START

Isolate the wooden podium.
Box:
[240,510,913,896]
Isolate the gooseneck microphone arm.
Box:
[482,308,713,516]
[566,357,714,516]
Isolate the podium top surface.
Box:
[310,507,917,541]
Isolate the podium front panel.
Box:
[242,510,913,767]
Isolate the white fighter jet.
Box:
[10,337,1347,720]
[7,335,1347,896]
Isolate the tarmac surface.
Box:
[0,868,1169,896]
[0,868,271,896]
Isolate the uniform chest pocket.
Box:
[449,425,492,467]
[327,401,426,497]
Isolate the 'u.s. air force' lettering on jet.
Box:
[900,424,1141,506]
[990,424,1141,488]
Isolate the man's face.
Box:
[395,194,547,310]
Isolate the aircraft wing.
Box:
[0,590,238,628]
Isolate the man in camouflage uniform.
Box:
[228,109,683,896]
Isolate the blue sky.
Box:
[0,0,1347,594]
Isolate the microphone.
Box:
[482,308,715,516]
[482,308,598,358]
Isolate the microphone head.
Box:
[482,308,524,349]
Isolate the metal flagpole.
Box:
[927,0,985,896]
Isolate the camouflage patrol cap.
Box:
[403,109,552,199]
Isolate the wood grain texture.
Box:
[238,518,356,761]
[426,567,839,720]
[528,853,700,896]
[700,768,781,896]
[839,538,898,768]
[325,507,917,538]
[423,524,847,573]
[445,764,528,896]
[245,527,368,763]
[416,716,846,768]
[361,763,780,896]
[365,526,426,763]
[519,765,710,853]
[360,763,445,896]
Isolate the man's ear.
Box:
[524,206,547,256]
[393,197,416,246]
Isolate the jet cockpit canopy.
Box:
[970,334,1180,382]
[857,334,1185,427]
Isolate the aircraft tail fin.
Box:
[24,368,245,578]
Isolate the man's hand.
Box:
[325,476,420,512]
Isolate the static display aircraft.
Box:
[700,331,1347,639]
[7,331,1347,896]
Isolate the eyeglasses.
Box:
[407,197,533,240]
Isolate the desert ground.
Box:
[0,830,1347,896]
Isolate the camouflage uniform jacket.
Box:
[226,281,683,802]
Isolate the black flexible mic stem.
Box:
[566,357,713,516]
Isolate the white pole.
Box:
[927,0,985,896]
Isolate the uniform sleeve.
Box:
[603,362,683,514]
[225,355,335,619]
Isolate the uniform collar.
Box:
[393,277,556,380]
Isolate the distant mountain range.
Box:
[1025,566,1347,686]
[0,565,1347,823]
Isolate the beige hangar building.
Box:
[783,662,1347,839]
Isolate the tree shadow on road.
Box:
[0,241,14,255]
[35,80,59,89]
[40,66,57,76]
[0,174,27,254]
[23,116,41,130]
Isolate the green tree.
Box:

END

__Task objective__
Your task is to reproduce, exactly and exclusively, the lines from the one holding "Isolate the white fighter jet." through the final line of the listing.

__The completed task__
Isolate the white fighter jet.
Box:
[10,337,1347,720]
[7,335,1347,896]
Isolate the tarmac surface.
Box:
[0,868,1169,896]
[0,868,271,896]
Isolate the uniform chest pocket.
Box:
[449,425,492,467]
[327,401,426,497]
Isolate the 'u.s. air force' lettering on jet.
Box:
[900,424,1141,506]
[990,424,1141,488]
Isolate the man's face.
Box:
[395,194,547,310]
Isolate the aircraft wing.
Box:
[0,590,238,628]
Isolate the man in camouflage uniform.
Box:
[228,109,683,896]
Isolate the blue sky.
Box:
[0,0,1347,594]
Isolate the microphone.
Box:
[482,308,715,516]
[482,308,598,358]
Isolate the microphone head.
Box:
[482,308,524,349]
Isolate the metal flagpole.
Box:
[927,0,985,896]
Isolate the camouflage patrol cap.
Box:
[403,109,552,199]
Isolate the wood grain texture.
Box:
[238,518,356,761]
[426,567,839,720]
[528,853,700,896]
[700,768,781,896]
[839,538,898,768]
[325,507,917,538]
[423,524,847,573]
[445,764,528,896]
[245,527,368,763]
[416,716,846,768]
[361,763,780,896]
[365,526,426,763]
[519,765,710,853]
[360,763,445,896]
Isolate the man's ear.
Box:
[524,206,547,256]
[393,197,416,246]
Isolate the jet cockpit canopy.
Box:
[970,334,1180,382]
[857,334,1185,427]
Isolate the aircraft tail fin.
Box:
[24,368,245,578]
Isolate the man's hand.
Box:
[325,476,420,512]
Isolate the static display aircraft.
Box:
[700,331,1347,639]
[7,331,1347,896]
Isolate the eyeglasses.
Box:
[407,197,533,240]
Isolate the desert ground.
Box:
[0,830,1347,896]
Isolate the camouflage uniform jacket.
Box:
[226,281,683,802]
Isolate the black flexible mic stem.
Box:
[566,357,713,516]
Isolate the white pole.
Box:
[927,0,985,896]
Isolate the uniform sleeve.
Box:
[603,362,683,514]
[225,355,335,619]
Isolate the uniform collar.
Box:
[393,277,556,380]
Isolate the distant mountain range.
Box:
[1025,566,1347,686]
[0,565,1347,823]
Isolate the beige hangar building.
Box:
[783,662,1347,839]
Isolate the tree shadow on road.
Box:
[0,241,14,255]
[35,80,59,89]
[40,66,57,76]
[0,174,27,254]
[23,116,41,130]
Isolate the green tree.
Box:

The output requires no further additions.